§ Information provided

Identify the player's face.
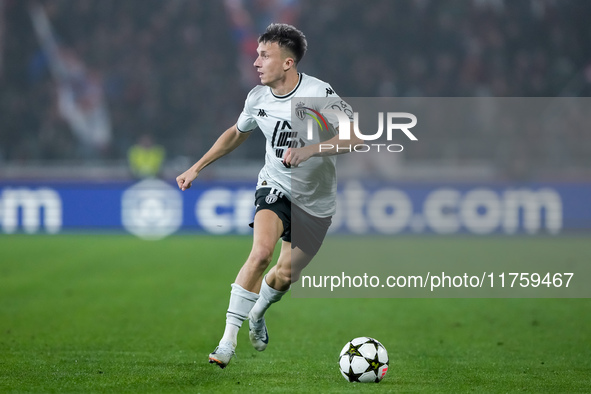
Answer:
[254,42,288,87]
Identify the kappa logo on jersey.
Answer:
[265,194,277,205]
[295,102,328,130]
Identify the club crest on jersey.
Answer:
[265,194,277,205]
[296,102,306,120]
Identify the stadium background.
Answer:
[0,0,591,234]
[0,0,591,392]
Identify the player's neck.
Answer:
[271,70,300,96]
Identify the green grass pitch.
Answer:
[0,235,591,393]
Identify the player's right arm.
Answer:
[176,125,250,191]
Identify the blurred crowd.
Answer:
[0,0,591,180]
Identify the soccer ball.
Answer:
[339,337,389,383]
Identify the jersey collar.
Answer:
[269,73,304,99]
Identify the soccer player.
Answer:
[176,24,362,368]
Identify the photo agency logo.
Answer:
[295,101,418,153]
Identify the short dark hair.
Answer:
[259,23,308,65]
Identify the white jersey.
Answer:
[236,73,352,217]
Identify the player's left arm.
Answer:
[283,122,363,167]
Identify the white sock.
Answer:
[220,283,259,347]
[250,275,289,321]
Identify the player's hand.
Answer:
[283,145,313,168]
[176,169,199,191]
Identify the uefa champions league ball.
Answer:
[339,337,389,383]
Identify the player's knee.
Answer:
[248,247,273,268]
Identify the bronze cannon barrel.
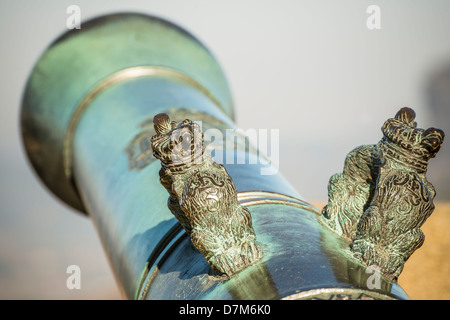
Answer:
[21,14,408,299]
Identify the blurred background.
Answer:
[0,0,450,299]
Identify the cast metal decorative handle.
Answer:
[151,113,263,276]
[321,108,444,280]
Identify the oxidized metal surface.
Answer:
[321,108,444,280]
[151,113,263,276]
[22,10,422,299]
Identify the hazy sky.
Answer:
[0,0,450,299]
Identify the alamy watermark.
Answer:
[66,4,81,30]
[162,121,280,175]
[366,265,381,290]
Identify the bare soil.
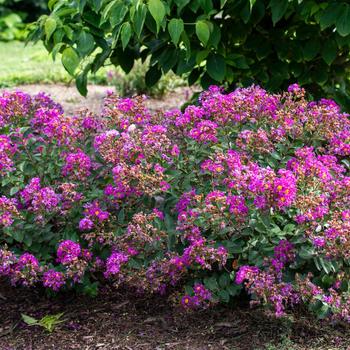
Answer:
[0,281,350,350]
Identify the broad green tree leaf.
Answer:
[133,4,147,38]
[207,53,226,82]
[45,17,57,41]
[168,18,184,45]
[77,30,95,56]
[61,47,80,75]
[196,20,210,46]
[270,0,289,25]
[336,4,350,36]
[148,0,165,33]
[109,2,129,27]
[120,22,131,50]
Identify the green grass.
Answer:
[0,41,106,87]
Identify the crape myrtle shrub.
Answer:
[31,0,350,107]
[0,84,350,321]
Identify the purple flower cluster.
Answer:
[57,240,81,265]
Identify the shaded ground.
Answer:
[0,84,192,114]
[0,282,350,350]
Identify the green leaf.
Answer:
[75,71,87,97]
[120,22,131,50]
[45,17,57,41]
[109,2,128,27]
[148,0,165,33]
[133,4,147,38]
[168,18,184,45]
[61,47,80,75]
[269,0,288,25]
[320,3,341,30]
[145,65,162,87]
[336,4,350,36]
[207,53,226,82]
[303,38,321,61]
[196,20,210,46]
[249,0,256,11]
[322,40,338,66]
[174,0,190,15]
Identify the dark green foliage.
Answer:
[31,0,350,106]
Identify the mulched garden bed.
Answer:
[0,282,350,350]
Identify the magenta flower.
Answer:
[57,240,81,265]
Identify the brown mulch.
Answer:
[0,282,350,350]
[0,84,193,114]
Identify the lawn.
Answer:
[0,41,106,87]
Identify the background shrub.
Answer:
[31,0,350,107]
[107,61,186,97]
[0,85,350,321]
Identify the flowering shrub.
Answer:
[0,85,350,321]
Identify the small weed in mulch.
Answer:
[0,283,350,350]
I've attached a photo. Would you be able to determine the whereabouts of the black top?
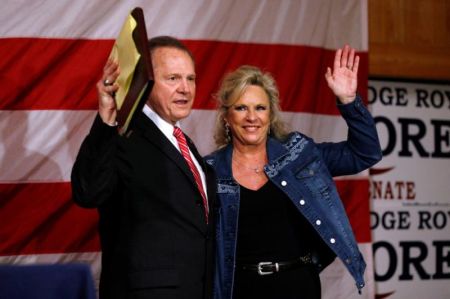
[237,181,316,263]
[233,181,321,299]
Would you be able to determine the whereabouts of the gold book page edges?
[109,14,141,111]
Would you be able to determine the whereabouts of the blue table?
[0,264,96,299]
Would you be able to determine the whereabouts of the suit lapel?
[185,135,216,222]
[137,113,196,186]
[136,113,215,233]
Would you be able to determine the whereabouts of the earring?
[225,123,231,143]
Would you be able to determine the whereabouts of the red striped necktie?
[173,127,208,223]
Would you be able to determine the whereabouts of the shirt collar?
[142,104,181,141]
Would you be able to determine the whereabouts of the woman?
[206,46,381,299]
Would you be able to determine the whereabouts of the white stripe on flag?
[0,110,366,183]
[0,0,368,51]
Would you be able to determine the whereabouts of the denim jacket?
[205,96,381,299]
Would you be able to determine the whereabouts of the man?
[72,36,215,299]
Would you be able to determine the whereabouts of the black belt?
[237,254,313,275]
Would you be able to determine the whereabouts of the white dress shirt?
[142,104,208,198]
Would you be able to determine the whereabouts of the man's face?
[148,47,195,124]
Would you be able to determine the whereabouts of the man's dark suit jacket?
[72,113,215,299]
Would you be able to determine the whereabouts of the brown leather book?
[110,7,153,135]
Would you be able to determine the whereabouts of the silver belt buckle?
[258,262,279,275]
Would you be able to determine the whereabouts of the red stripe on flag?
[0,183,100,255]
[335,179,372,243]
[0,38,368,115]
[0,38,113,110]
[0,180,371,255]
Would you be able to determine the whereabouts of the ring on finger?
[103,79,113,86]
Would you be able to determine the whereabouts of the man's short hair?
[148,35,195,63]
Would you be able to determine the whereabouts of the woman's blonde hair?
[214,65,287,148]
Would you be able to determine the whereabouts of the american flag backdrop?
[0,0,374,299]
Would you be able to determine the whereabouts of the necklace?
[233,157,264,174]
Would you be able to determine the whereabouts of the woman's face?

§ Given request
Revise all the records above, replacing "Identify" with "Locate" and keeping everything else unchanged. Omit the pictures from your answer.

§ Response to the exercise
Locate the player's face.
Answer:
[254,42,288,87]
Locate the kappa logo on jersey.
Answer:
[265,194,277,205]
[295,102,328,130]
Locate the club crest on jersey.
Answer:
[265,194,277,205]
[296,102,306,120]
Locate the stadium background.
Answer:
[0,0,591,234]
[0,0,591,392]
Locate the player's neck.
Answer:
[271,70,300,96]
Locate the green grass pitch.
Answer:
[0,235,591,393]
Locate the player's right arm.
Answer:
[176,125,250,191]
Locate the blurred crowd.
Answer:
[0,0,591,180]
Locate the soccer ball.
Answer:
[339,337,389,383]
Locate the jersey collar.
Answer:
[269,73,304,99]
Locate the soccer player.
Answer:
[176,24,362,368]
Locate the photo agency logo.
Answer:
[295,101,418,153]
Locate the short dark hair.
Answer:
[259,23,308,65]
Locate the white jersey.
Answer:
[236,73,352,217]
Locate the player's left arm.
Answer:
[283,122,363,167]
Locate the white sock.
Answer:
[220,283,259,347]
[250,275,289,321]
Locate the player's hand.
Answer:
[283,145,313,168]
[176,169,199,191]
Locate the uefa champions league ball.
Answer:
[339,337,389,383]
Locate the player's knee.
Answer:
[248,247,273,268]
Locate the bronze cannon barrel.
Answer:
[21,14,408,299]
Locate the blurred background.
Answer:
[0,0,450,299]
Locate the cast metal decorative handle.
Answer:
[151,113,263,276]
[321,108,444,280]
Locate the oxidized metal surface.
Answer:
[321,108,444,280]
[151,113,263,276]
[22,10,422,299]
Locate the hazy sky.
Answer:
[0,0,450,299]
Locate the alamy watermark.
Answer:
[66,4,81,30]
[162,121,280,175]
[366,265,381,290]
Locate the bare soil.
Answer:
[0,281,350,350]
Locate the broad green tree leaf.
Answer:
[133,4,147,38]
[207,53,226,82]
[45,17,57,41]
[168,18,184,45]
[77,30,95,56]
[61,47,80,75]
[196,20,210,46]
[270,0,289,25]
[336,4,350,36]
[148,0,165,33]
[109,2,129,27]
[120,22,131,50]
Locate the green grass.
Answer:
[0,41,106,87]
Locate the crape myrtle shrub.
Answer:
[31,0,350,107]
[0,84,350,321]
Locate the purple flower cluster.
Answer:
[57,240,81,265]
Locate the shaded ground.
Answer:
[0,84,192,114]
[0,282,350,350]
Locate the green leaf.
Answer:
[75,71,87,97]
[120,22,131,50]
[45,17,57,41]
[109,2,128,27]
[148,0,165,33]
[133,4,147,38]
[168,18,184,45]
[61,47,80,75]
[269,0,288,25]
[320,3,341,30]
[145,65,162,87]
[336,4,350,36]
[207,53,226,82]
[303,38,321,61]
[196,20,210,46]
[249,0,256,11]
[322,40,338,66]
[174,0,190,15]
Locate the dark green foliage.
Answer:
[31,0,350,106]
Locate the mulched garden bed.
Answer:
[0,282,350,350]
Locate the magenta flower.
Answer:
[57,240,81,265]
Locate the brown mulch.
Answer:
[0,282,350,350]
[0,84,193,114]
Locate the lawn.
Answer:
[0,41,106,87]
Locate the background shrub.
Answer:
[31,0,350,107]
[107,61,186,97]
[0,85,350,321]
Locate the flowering shrub.
Answer:
[0,85,350,321]
Locate the small weed in mulch.
Answer:
[0,283,350,350]
I've attached a photo. Would you be able to determine the whereabouts of the black top?
[237,181,316,263]
[233,181,321,299]
Would you be able to determine the whereabouts of the gold book page edges?
[109,14,141,111]
Would you be able to determine the whereabouts of the blue table?
[0,264,96,299]
Would you be able to determine the whereabouts of the suit lapel?
[185,135,216,222]
[137,113,196,186]
[136,113,215,233]
Would you be able to determine the whereabouts of the earring?
[225,123,231,143]
Would you be able to determine the whereabouts of the red striped necktie?
[173,127,208,223]
Would you be able to determine the whereabouts of the shirt collar?
[142,104,181,141]
Would you be able to determine the whereabouts of the woman?
[206,46,381,299]
Would you be able to determine the whereabouts of the white stripe on flag?
[0,110,366,183]
[0,0,368,51]
Would you be able to determine the whereabouts of the denim jacket?
[205,96,381,299]
Would you be able to determine the whereabouts of the man?
[72,36,215,299]
Would you be able to determine the whereabouts of the black belt?
[237,254,313,275]
Would you be able to determine the whereabouts of the white dress shirt?
[142,104,208,198]
Would you be able to determine the whereabouts of the man's face?
[148,47,195,124]
Would you be able to determine the whereabouts of the man's dark suit jacket?
[72,113,215,299]
Would you be able to determine the whereabouts of the brown leather book?
[110,7,153,135]
Would you be able to determine the whereabouts of the silver belt buckle?
[258,262,279,275]
Would you be able to determine the whereabouts of the red stripe on flag?
[0,183,100,255]
[335,179,372,243]
[0,38,368,115]
[0,38,113,110]
[0,180,371,255]
Would you be able to determine the whereabouts of the ring on finger?
[103,79,113,86]
Would you be able to determine the whereabouts of the man's short hair?
[148,35,195,63]
Would you be able to determine the whereabouts of the woman's blonde hair?
[214,65,287,148]
Would you be able to determine the whereabouts of the american flag backdrop?
[0,0,374,299]
Would you be able to determine the whereabouts of the necklace?
[233,157,264,174]
Would you be able to determine the whereabouts of the woman's face?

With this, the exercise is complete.